Task requirements> Only the text of the records belongs in the answer; the pictures must be dropped.

────────────────────────────────────────

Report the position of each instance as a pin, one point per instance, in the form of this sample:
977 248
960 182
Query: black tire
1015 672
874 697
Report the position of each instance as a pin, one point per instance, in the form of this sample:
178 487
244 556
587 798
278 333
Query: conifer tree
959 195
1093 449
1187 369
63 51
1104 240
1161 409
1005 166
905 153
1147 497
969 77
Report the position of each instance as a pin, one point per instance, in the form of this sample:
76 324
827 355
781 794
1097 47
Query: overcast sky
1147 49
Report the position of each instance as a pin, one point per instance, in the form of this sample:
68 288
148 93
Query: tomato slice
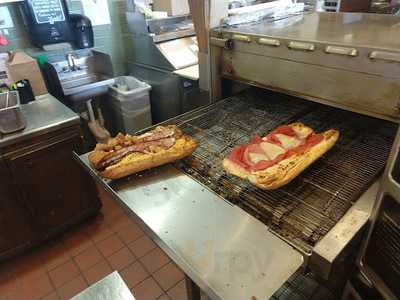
256 140
237 156
314 139
265 164
286 130
252 148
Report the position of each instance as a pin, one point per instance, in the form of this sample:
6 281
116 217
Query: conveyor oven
348 66
328 71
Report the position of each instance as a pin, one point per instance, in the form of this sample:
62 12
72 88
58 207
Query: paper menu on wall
97 11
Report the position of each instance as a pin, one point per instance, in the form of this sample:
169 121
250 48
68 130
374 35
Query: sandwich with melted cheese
274 160
126 154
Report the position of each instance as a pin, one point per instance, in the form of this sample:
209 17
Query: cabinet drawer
51 183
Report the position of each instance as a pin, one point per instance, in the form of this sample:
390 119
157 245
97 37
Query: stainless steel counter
225 251
43 115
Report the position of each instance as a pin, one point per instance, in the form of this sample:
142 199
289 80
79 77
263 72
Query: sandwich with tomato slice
274 160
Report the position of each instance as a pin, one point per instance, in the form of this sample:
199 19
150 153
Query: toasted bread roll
113 160
287 169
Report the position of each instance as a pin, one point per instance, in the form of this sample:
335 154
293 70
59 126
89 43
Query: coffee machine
49 22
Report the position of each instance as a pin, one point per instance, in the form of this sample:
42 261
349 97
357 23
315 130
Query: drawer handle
223 43
241 38
383 55
341 50
269 42
301 46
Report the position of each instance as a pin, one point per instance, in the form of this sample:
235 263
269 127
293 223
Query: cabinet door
53 185
15 220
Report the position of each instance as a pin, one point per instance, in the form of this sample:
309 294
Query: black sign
48 11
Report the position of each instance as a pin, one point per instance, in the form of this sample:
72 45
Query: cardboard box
22 66
172 7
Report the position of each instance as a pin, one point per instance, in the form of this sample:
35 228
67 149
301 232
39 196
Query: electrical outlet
5 18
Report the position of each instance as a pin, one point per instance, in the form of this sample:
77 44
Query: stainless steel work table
43 115
225 251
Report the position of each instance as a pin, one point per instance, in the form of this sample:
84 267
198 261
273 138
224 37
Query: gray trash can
130 104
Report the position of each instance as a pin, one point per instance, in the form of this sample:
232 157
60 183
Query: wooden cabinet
44 192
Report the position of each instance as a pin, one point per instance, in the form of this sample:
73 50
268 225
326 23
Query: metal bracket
223 43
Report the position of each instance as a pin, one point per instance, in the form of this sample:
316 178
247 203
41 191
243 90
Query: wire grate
307 208
303 287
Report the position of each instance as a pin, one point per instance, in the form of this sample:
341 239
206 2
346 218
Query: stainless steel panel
327 250
111 287
360 63
352 29
379 257
227 252
341 88
341 50
41 116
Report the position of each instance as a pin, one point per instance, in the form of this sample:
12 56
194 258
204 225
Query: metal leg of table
193 291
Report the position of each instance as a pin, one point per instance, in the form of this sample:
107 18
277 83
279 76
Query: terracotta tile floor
111 241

────────────────────────────────────────

Exercise solution>
Report the position of each instance as a pin, one point per instance, in the form of this sample:
977 248
960 182
Query: black tire
1015 672
874 697
Report the position of each instance as a pin, one point per instance, in the form of this sample:
178 487
244 556
587 798
278 333
Query: conifer tree
959 195
1093 449
1187 369
63 51
1104 240
1161 409
1005 166
905 153
1147 497
969 77
Report the position of each instance as a pin, one point per instance, in the form of this sample:
76 324
827 355
781 794
1097 47
Query: overcast sky
1147 49
Report the position of each instance as a pin, one point per instance, in the form of this sample:
68 288
148 93
Query: tomato slice
256 140
237 156
314 139
265 164
286 130
252 148
Report the position of each instance as a pin, one point per instance, in the form of this sample:
6 281
116 217
Query: conveyor oven
348 66
328 71
Report the position of each instance as a pin, one point per instance, in the form of this sample:
62 12
72 88
58 207
Query: paper menu on wall
97 11
Report the position of each instance as a pin, one point per instance, in the form of this sample:
169 121
250 48
68 130
374 35
Query: sandwich with melted cheese
274 160
126 154
Report the position of each instance as a pin, one point per instance, in the form of this sample:
209 17
Query: cabinet drawer
51 183
Report the position of each instance as a pin, one point per instance, in the form of this sample:
390 119
157 245
97 37
Query: stainless steel counter
225 251
43 115
Report the position of each instance as a pin, one point per instance, in the form of this sample:
142 199
289 80
79 77
263 72
Query: sandwich with tomato slice
274 160
Report the position of each instance as a pin, one point per instance, in the form of this sample:
199 19
150 153
Query: toasted bread roll
113 160
287 169
Report the position of each instance as a pin, one point per instance, in the form of this sample:
335 154
293 70
59 126
89 43
Query: coffee machine
49 22
Report the position of each instance as a pin, one point per instance, in the form of this sample:
42 261
349 97
357 23
315 130
Query: drawer handle
223 43
241 38
383 55
341 50
269 42
301 46
Report the position of each instance as a pin, one point per instance, in the form of this sample:
235 263
269 127
293 223
Query: cabinet door
53 185
15 220
Report the position of each instance as a pin, one point per instance, in the form of this sample:
309 294
Query: black sign
48 11
Report the position of each instance as a pin, one point per instance, in the form of this sample:
72 45
Query: cardboard box
22 66
172 7
Report the position of each instance as a pin, one point per instance, in the form of this sample:
35 228
67 149
301 232
39 196
Query: electrical outlet
5 18
Report the position of each instance as a pin, one point per instance, in the form of this sample:
77 44
Query: stainless steel work table
43 115
225 251
Report the position of each instance as a pin, one point per instance, in the form of this sample:
84 267
198 261
273 138
224 37
Query: gray trash can
130 104
Report the position of each instance as a pin, one point per instance, in the form of this sample:
232 157
60 183
Query: wooden cabinet
44 192
Report the position of each instance as a pin, one point per instance, in the form of this sample:
73 50
268 225
326 23
Query: metal bracket
223 43
Report the position of each instance as a pin, one point per instance, in the form of this sample:
316 178
247 203
41 191
243 90
Query: wire grate
307 208
303 287
Report the position of each instance as a pin, one point per instance, in the form of this sample:
341 239
206 2
346 218
Query: stainless steel panel
327 250
111 287
360 63
352 29
379 257
227 252
341 88
341 50
41 116
Report the position of each instance as a pin, one point per instance, in the form of this sample:
12 56
194 258
204 225
Query: metal leg of table
193 291
Report the position of each instance as a pin, one point per instance, in the form of this sample:
107 18
277 83
279 76
Query: terracotta tile floor
111 241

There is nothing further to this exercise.